++++ Texto mostrado ++++
| domingo, 02 de enero de 2005 | Intolerancias Aún sin que existan posibilidades de que pueda ser comprobado, es más posible que todos los días en la mayor parte del planeta, haya una buena cantidad de humanos malos practicando la intolerancia de la mañana a la noche, o aunque más no sea a ratos. No deja de ser extraño que la intolerancia no sea incluida habitualmente dentro de las pasiones, por ser tan corriente como el amor, o tal vez más, al punto que un perfil mínimo del humano de todos los tiempos nos muestra que somos más intolerantes que amorosos, y eso en los pocos pliegues del alma que aún no han sido petrificados por la indiferencia.
Por lo demás la tolerancia es un verbo de conjugación infrecuente, y la práctica misma de la tolerancia carece de prestigio, en tanto y en cuanto aparece más como una manifestación de debilidad que de flexibilidad y respeto. Si a esto se le agrega que tampoco puede haber una tolerancia ilimitada, la cuestión adquiere aún mayor complejidad ya que la tolerancia tiene un límite más que imprescindible: la intolerancia es intolerable.
Es de toda evidencia, es decir de algo que no necesita demostración, que el color de la intolerancia es el negro. Porque clásicamente la muerte se viste de negro y así anda la parca, guadaña en mano, sacando a la gente de circulación en una decisión a todas luces inconsulta. Cuando la guadaña señala, se suele decir "llegó la hora", expresión curiosa ya que es la hora en que no habrá más horas, y esto sin distinción de edad, sexo o color. Sin embargo no es tan así, pues a muchos, a una gran cantidad de muchos con la muerte es con lo único que dejan de pasar hambre en el llamado continente negro, manifiestamente así, y no por el color de sus gentes sino por lo negra de su suerte.
Suerte tan negra como paradójica, ya que si como se dice la humanidad comenzó a caminar en Africa, mejor hubiera sido detenerse ante la propia frontera en lugar de seguir caminando, y contribuir a la creación de pueblos que luego la invadieron para explotar a los africanos en tanto negros. Precisamente nada como la frontera, o las fronteras para comprobar lo indetenible que son las intolerancias. Tal vez el mejor ejemplo se lo puede observar todos los días entre, probablemente, el continente más culto y ciertamente el continente más negro: Europa y Africa. Los "euros", aún con variantes, son básicamente blancos y prósperos (salvo los desocupados) y en algunos segmentos hasta cultos. Con ellos se puede constatar que la frontera africana es una extraña frontera: se trata de una frontera móvil.
Salvo cambios, producto de invasiones exitosas, lo propio de una frontera es su quietud, de forma que la estabilidad le es esencial al punto que cuando uno se va dormir la frontera está en el mismo sitio que cuando despierta. No pasa lo mismo con la frontera africana dado que cuando se habla con los parisinos (algunos en una perfecta mezcla de soberbia y estupidez) sentencian con la mayor de las seguridades: después de Lyon empieza Africa.
++++
> **Tarea a realizar**
Retoma el texto sobre la intolerancia y continúalo a partir de su última oración.
++++ Datos proporcionados ++++
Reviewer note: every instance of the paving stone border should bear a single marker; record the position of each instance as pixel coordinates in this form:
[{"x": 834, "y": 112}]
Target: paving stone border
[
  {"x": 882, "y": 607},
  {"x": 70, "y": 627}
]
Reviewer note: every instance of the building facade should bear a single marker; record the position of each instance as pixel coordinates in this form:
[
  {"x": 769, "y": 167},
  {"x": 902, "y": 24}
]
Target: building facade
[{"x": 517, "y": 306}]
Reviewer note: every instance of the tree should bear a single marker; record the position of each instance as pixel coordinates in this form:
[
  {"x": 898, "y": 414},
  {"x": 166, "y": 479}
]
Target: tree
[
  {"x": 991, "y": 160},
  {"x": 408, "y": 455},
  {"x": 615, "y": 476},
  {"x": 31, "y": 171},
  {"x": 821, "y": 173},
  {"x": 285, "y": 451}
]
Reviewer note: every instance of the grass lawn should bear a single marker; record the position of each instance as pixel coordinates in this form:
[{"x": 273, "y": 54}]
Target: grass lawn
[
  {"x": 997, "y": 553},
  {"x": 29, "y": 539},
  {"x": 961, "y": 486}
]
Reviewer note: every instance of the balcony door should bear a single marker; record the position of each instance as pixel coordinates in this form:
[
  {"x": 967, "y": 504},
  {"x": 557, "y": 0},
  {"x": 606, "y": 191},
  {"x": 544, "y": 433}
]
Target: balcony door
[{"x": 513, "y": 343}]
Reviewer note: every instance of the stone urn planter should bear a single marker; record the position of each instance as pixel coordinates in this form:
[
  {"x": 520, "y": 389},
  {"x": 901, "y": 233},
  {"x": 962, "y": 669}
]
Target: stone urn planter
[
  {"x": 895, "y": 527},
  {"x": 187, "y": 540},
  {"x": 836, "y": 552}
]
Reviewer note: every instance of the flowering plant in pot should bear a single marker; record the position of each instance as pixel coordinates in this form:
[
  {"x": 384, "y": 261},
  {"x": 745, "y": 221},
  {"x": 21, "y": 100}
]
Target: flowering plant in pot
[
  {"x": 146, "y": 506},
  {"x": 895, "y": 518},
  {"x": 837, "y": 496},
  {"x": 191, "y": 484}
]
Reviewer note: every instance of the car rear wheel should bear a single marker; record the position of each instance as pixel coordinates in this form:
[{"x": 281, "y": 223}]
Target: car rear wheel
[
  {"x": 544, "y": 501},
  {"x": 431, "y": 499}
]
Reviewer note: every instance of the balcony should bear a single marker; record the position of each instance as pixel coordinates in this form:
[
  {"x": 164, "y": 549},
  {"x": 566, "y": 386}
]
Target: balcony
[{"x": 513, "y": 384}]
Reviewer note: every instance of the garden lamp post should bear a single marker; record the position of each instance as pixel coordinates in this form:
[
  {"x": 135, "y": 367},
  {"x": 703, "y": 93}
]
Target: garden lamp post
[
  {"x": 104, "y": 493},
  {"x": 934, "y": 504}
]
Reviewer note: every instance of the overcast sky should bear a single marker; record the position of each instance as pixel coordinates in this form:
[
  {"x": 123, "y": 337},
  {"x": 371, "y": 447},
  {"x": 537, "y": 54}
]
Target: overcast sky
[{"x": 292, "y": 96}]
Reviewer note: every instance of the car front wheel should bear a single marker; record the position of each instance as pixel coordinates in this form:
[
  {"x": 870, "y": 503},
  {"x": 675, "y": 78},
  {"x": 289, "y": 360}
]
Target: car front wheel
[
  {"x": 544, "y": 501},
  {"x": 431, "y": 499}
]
++++
++++ Datos proporcionados ++++
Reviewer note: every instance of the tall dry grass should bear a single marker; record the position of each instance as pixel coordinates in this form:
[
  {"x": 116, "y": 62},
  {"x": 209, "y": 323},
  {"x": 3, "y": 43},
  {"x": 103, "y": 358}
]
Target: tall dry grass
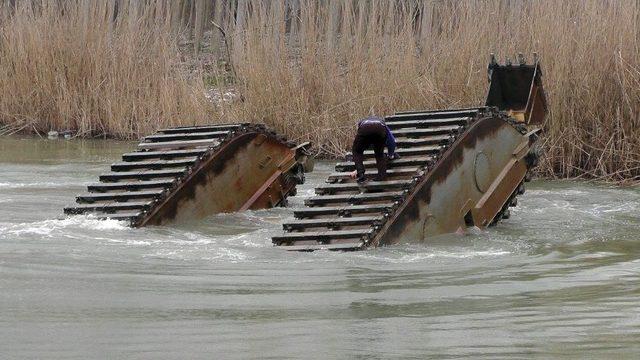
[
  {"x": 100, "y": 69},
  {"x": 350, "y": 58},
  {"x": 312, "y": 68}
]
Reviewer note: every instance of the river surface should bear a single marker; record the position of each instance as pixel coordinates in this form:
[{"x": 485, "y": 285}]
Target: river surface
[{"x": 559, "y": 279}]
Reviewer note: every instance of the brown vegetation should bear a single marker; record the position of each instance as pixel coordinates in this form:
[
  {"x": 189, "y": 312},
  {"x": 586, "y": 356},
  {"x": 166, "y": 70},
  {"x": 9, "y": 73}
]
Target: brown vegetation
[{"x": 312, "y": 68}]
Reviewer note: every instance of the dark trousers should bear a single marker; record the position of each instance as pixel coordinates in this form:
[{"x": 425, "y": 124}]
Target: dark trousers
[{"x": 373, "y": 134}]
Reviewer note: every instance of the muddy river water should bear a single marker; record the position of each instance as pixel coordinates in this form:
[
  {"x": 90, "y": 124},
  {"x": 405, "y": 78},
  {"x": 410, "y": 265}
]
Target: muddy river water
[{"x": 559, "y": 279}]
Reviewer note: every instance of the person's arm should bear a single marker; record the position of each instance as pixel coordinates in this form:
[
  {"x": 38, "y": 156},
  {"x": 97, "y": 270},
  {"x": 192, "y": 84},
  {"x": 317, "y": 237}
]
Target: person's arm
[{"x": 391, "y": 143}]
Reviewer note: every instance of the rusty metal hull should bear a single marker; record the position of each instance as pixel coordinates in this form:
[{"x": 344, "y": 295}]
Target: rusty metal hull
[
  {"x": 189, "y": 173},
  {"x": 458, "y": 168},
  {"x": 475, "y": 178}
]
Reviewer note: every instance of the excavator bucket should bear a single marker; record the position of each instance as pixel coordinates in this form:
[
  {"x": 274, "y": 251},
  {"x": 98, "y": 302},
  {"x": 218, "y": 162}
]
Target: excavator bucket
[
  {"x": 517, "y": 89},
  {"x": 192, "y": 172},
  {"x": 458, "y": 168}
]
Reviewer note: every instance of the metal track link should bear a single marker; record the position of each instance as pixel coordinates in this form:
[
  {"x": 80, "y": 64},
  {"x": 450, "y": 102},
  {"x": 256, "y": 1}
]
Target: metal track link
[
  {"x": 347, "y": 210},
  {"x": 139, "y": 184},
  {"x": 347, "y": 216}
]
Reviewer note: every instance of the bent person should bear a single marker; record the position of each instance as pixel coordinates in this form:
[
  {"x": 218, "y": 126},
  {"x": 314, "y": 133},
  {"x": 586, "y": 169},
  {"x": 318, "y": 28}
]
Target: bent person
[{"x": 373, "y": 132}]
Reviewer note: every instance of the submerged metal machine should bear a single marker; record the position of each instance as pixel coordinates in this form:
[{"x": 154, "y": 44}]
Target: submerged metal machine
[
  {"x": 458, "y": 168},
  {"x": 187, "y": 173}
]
++++
++++ Datos proporcionados ++++
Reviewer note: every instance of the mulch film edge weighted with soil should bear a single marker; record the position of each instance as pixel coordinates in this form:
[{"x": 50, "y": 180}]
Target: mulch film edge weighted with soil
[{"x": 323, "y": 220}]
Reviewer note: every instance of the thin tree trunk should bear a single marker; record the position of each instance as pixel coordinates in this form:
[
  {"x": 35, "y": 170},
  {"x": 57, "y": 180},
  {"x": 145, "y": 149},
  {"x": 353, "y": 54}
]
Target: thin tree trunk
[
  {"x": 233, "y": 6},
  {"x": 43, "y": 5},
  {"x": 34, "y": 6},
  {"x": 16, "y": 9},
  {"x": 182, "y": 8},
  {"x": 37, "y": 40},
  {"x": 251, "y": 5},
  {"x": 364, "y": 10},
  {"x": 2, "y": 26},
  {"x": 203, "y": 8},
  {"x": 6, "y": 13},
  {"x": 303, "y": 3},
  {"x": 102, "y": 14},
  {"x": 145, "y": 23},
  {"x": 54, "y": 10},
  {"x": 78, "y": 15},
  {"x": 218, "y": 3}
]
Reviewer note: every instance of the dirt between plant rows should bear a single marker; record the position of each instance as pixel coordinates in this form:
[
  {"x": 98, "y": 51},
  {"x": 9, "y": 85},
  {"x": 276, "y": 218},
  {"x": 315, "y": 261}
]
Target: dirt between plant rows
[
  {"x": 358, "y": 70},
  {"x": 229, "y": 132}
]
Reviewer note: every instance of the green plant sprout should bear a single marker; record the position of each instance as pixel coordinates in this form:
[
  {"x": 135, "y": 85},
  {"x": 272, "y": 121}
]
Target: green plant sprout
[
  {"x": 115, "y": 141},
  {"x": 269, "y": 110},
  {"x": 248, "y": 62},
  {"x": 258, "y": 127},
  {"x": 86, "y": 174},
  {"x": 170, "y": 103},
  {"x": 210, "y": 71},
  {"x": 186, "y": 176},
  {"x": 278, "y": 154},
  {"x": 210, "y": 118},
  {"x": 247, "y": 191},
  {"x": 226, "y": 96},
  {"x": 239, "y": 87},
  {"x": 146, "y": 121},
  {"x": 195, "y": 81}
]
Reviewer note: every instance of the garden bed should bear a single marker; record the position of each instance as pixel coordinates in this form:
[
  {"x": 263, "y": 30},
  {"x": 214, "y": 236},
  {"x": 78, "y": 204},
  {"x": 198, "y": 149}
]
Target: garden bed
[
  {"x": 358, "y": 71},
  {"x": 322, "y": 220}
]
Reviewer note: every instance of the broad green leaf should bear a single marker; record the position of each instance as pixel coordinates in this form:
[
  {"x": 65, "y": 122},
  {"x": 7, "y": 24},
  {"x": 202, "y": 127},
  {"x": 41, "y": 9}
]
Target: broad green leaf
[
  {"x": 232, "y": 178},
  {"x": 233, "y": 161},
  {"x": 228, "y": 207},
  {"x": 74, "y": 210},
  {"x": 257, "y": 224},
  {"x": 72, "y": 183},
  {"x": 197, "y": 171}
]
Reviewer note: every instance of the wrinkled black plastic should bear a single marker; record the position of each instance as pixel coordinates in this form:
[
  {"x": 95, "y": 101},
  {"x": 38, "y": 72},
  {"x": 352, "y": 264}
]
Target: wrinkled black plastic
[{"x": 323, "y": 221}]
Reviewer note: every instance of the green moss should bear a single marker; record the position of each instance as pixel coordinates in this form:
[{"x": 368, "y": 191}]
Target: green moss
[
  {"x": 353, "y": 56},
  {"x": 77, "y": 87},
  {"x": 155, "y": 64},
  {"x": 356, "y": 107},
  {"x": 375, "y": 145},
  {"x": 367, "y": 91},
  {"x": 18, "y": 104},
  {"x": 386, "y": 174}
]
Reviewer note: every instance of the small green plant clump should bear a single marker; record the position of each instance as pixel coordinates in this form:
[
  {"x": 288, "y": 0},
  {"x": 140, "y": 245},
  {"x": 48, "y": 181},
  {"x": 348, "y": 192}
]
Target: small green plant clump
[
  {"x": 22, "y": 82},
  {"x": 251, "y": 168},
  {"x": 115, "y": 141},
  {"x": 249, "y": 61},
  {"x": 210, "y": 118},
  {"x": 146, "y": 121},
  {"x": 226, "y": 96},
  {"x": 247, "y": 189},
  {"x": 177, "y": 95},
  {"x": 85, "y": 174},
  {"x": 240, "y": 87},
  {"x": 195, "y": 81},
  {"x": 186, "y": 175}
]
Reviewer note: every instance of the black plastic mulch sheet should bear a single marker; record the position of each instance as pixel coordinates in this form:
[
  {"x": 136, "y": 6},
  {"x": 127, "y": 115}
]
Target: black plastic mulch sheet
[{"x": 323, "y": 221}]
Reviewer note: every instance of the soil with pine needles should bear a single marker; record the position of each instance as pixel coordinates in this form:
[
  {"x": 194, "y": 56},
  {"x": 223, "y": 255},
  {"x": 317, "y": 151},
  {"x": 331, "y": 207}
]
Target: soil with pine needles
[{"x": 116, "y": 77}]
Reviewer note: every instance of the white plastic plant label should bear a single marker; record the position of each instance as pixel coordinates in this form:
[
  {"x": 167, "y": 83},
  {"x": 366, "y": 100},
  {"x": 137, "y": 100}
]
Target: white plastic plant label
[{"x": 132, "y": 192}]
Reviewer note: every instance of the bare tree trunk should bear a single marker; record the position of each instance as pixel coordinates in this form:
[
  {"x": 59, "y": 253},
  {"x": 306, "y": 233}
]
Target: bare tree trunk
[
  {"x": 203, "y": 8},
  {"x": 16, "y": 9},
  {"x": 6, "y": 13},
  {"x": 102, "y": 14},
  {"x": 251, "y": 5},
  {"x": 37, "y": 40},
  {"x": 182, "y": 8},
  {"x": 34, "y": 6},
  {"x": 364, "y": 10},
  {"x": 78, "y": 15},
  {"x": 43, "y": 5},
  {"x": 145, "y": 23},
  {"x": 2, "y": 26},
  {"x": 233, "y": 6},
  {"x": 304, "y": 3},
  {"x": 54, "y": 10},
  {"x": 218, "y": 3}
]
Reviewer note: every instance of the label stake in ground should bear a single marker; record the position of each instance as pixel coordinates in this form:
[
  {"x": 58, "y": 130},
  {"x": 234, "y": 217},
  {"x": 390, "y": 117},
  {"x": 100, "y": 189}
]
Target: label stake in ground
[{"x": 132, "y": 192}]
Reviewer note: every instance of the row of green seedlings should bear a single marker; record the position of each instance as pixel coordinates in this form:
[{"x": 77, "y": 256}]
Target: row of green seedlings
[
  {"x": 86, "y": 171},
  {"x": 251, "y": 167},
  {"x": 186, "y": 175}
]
++++
> **Respuesta correcta**
Por su parte los franceses de Lyon o aledaños (algunos de ellos) proclaman con la misma mezcla que en la capital: después de los Pirineos empieza Africa. A su turno, los españoles del norte (algunos) que por lo demás no se consideran españoles (algunos de ellos señalan siempre con la misma mezcla de soberbia y estupidez) y tan orondos: después del Ebro empieza Africa. Y así hasta el continente negro del cual los africanos (muchos) huyen del hambre, para tal vez sin saberlo, caer en el desprecio ya que ese es el precio a pagar por un destino supuestamente mejor.
Es el caso de una niñita negra adoptada por una familia barcelonesa, por lo que parece gente decente, madre profesora, adoptantes de una pequeña proveniente de un orfanato de Etiopía. La tal familia, al no saber el día en que nació la niña ha tomado la decisión de fijar como el día de su cumpleaños el del sorteo de la lotería de Navidad. No tanto porque la niñita se haya sacado la lotería, sino porque ellos consideran haber logrado el fantástico premio.
Demás está decir que se entienden las buenas intenciones de estos padres, pero aún así no deja de llamar la atención semejante asociación con el gordo navideño. Ser un premio para los padres será la tarea a elaborar por la pequeña africana, ya que ese es el sentido que le da su nueva familia, pero difícilmente pueda ser ese el sentido para ella en su nueva existencia en el primer mundo. Más aún cuando se avanza en la larga nota publicada por la revista dominical del diario El País de Madrid, dedicado a este y otros casos, y el propio semanario resalta la frase que muestra con una gran contundencia los lados oscuros que suele tener el amor. Dice la madre: "La sentimos tan hija nuestra que no la vemos negra".
La imposibilidad biológica de que dicho matrimonio blanco tenga una hija negra es transformada, con esta sentencia, en una imposibilidad existencial. Si es hija nuestra, entonces no es negra. Ya que si no la vemos negra, es que no es negra. Aunque no perdemos la conciencia de que sigue siendo negra a pesar de que no la veamos así. Razón por la cual los padres expresan (en la nota) la preocupación de que cuando la niña vaya creciendo (lo que en principio es lo más posible) las demás personas vean entonces lo que ven: es una negra.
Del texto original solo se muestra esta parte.